**EXERCISE**. Each line of the material must be returned exactly.
________________________
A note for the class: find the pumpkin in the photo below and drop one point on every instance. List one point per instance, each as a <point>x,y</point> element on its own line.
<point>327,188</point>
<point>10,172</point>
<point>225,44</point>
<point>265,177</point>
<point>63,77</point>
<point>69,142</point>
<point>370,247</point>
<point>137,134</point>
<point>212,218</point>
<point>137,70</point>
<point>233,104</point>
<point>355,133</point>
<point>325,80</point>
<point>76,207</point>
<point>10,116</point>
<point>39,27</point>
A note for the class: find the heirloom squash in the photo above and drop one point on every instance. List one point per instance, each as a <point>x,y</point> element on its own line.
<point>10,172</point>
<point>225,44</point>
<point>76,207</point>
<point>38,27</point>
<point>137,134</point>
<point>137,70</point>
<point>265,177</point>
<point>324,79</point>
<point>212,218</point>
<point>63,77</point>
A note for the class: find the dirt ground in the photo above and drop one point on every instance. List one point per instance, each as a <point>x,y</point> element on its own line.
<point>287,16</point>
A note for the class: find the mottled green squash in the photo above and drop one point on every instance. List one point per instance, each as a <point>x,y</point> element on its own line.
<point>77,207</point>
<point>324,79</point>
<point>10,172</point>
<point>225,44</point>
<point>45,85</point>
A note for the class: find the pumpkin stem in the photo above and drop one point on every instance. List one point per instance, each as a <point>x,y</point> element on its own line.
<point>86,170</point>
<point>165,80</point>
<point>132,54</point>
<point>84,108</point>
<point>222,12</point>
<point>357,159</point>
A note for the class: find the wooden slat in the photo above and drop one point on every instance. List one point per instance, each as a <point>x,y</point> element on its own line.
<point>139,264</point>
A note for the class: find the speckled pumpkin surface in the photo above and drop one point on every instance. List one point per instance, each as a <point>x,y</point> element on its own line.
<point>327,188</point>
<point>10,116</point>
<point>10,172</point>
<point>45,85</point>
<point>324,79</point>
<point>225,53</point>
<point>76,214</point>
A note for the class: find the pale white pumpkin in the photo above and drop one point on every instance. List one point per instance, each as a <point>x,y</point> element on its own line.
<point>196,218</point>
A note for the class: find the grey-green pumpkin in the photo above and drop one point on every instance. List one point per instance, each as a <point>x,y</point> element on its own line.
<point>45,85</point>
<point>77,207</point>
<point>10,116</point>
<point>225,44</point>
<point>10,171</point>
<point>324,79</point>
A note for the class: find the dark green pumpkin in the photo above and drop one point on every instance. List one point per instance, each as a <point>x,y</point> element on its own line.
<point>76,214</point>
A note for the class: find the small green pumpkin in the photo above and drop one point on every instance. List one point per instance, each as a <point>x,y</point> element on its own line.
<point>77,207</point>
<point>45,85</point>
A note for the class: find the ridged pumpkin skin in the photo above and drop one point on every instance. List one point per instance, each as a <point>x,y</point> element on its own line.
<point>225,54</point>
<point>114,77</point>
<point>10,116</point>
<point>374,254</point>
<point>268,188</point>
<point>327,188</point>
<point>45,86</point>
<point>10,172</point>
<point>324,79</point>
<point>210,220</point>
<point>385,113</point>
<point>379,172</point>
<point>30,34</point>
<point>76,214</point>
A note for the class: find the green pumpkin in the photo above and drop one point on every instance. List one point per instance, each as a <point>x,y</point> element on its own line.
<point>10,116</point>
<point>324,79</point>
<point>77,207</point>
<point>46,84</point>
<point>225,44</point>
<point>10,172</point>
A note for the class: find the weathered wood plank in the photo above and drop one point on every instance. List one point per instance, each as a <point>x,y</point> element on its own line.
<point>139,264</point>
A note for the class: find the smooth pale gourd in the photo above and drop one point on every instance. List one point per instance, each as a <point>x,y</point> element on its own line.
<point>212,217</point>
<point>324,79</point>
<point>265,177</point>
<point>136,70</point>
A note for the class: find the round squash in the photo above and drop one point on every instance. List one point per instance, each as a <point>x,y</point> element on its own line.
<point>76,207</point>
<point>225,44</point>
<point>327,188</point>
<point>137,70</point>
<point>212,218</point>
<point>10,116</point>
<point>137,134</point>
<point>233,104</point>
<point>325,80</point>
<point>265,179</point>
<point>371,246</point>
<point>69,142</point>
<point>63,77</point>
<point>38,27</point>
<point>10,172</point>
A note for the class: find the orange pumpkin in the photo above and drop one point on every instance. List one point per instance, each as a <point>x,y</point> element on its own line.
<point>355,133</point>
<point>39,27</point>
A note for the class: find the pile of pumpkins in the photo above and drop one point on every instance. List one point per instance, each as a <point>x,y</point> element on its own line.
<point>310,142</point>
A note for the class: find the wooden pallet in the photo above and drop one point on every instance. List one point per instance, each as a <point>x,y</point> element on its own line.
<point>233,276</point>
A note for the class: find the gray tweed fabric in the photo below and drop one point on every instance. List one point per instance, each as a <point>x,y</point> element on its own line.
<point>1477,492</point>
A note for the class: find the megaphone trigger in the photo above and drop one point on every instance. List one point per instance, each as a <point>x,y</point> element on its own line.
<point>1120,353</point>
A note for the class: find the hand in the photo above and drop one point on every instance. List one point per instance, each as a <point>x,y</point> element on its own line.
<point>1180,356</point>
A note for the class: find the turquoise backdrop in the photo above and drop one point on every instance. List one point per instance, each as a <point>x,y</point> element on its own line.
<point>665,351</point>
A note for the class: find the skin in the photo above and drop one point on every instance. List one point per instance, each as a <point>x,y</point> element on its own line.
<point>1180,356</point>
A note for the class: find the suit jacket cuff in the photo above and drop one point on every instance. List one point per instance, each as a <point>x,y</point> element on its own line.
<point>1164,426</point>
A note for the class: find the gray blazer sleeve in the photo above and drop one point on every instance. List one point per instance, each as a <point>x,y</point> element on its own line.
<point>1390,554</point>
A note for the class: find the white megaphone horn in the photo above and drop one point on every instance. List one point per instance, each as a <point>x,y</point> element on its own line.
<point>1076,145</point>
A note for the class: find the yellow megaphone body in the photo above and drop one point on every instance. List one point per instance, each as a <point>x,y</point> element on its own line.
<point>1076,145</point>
________________________
**FINISHED ANSWER**.
A note for the class: find the pumpkin in the photo below and drop one point on every instance. List one point per instance, each as a <point>x,y</point> element on its own line.
<point>327,188</point>
<point>10,172</point>
<point>225,44</point>
<point>265,177</point>
<point>63,77</point>
<point>69,142</point>
<point>370,247</point>
<point>137,134</point>
<point>212,218</point>
<point>137,70</point>
<point>233,104</point>
<point>355,133</point>
<point>325,80</point>
<point>76,207</point>
<point>10,116</point>
<point>39,27</point>
A note for the class: find the heirloom squash in the photo above and drop one point on every instance. List one point per instance, each as a <point>x,y</point> element on its own line.
<point>10,172</point>
<point>225,44</point>
<point>76,207</point>
<point>38,27</point>
<point>137,134</point>
<point>137,70</point>
<point>265,177</point>
<point>324,79</point>
<point>212,218</point>
<point>63,77</point>
A note for the class: find the dirt ground in the photo above and drop one point on every instance. List one point per instance, each as a <point>x,y</point> element on its own line.
<point>287,16</point>
A note for the class: find the mottled green squash in the photo above and drop one point on every instance. List one point per instance, each as a <point>x,y</point> element on its own line.
<point>77,207</point>
<point>324,79</point>
<point>10,172</point>
<point>225,44</point>
<point>45,85</point>
A note for the class: find the pumpkin stem in the photo above and drop one point on every instance. List one point per instance, each as a <point>x,y</point> element on its own line.
<point>86,170</point>
<point>165,80</point>
<point>132,54</point>
<point>84,108</point>
<point>222,12</point>
<point>357,159</point>
A note for the class: find the wooden slat in the photo above and drop one point on every instance. List one point per instance, each as a <point>x,y</point> element on its own line.
<point>139,264</point>
A note for the class: find the speckled pumpkin surface in the photo above and drop one point on every instance. List one point per instance, each as a <point>x,y</point> element on its own line.
<point>327,188</point>
<point>10,116</point>
<point>10,172</point>
<point>45,85</point>
<point>324,79</point>
<point>225,53</point>
<point>76,214</point>
A note for the class: find the pale white pumpkin in the photo above and drop one point on every instance. List one point per instance, each as a <point>x,y</point> element on its own line.
<point>196,218</point>
A note for the class: find the grey-green pumpkin in the photo above and drop one point on every instance. List one point per instance, each as a <point>x,y</point> element on its own line.
<point>45,85</point>
<point>77,207</point>
<point>10,116</point>
<point>225,44</point>
<point>10,171</point>
<point>324,79</point>
A note for the class: find the dark green pumpkin in the photo above and drop one point on every instance. List one point per instance, each as a <point>x,y</point> element on its own line.
<point>76,214</point>
A note for the class: find the small green pumpkin in the photo above and drop one point on every instance. List one point per instance, each as a <point>x,y</point> element on its own line.
<point>77,207</point>
<point>45,85</point>
A note for the class: find the ridged pumpkin skin in the photo above and drop one point on every instance. List one point per instance, each as a <point>x,y</point> element on its own line.
<point>225,54</point>
<point>114,77</point>
<point>10,116</point>
<point>374,254</point>
<point>268,188</point>
<point>327,188</point>
<point>45,86</point>
<point>10,172</point>
<point>324,79</point>
<point>210,220</point>
<point>385,113</point>
<point>379,172</point>
<point>30,34</point>
<point>76,214</point>
A note for the class: find the green pumpkin in the photo above and drop one point on every instance. List one point per instance, each as a <point>x,y</point> element on its own line.
<point>10,116</point>
<point>324,79</point>
<point>77,207</point>
<point>46,84</point>
<point>225,44</point>
<point>10,172</point>
A note for the class: find the weathered wood plank in the photo above and drop one point on every instance. List one point per instance, each as a <point>x,y</point> element on its own line.
<point>139,264</point>
A note for the class: find the smooth pale gourd in the photo above and drop one point on every instance. List one point per instance, each as a <point>x,y</point> element on its own line.
<point>212,217</point>
<point>324,79</point>
<point>265,177</point>
<point>136,70</point>
A note for the class: find the round squash in the photo above and drop one point on every instance. List one point per instance, each as a <point>x,y</point> element on its own line.
<point>76,207</point>
<point>225,44</point>
<point>327,188</point>
<point>137,70</point>
<point>212,218</point>
<point>10,116</point>
<point>137,134</point>
<point>233,104</point>
<point>325,80</point>
<point>265,179</point>
<point>371,246</point>
<point>69,142</point>
<point>63,77</point>
<point>38,27</point>
<point>10,172</point>
A note for the class: find the orange pumpkin in the photo above and drop one point on every instance. List one point per instance, each as a <point>x,y</point> element on its own line.
<point>355,133</point>
<point>39,27</point>
A note for the class: find the pile of pumpkins in the photo above and drop one point on every instance. List one point per instance, each as a <point>x,y</point> element on its own line.
<point>310,142</point>
A note for the class: find the wooden pallet in the photo above and drop one point on every instance. List one point per instance, each as a <point>x,y</point> element on its own line.
<point>233,276</point>
A note for the class: find the gray tweed fabric in the photo below and drop one point on every instance. List one point per instance, each as a <point>x,y</point> element on its own line.
<point>1477,492</point>
A note for the class: find the megaphone trigger in the photo above and drop one point on every instance. List one point per instance, each as a <point>x,y</point> element on its own line.
<point>1120,353</point>
A note for the class: find the hand in the photo above and drop one point on every instance. List one point per instance, each as a <point>x,y</point> element on its own line.
<point>1180,356</point>
A note for the class: find the turquoise backdrop in the photo above and drop one point on every instance. List one point per instance, each as a <point>x,y</point> element on its own line.
<point>665,351</point>
A note for the class: find the skin in the photo above and drop one point on every instance. List one point per instance, each as a <point>x,y</point> element on its own line.
<point>1180,356</point>
A note for the class: find the suit jacket cuff in the photo above and drop one point on every instance. List one point per instance, each as a <point>x,y</point> element on its own line.
<point>1164,426</point>
A note for the class: find the gray blazer sleeve in the photo above and drop one point on every instance. List one point per instance, each as a <point>x,y</point> element on its own line.
<point>1390,554</point>
A note for the class: find the white megaphone horn in the photo above and drop one point on every instance. List one point per instance, each as a <point>x,y</point> element on its own line.
<point>1076,145</point>
A note for the class: find the yellow megaphone body in the photo above and drop one point on every instance. List one point per instance, each as a <point>x,y</point> element on its own line.
<point>1076,145</point>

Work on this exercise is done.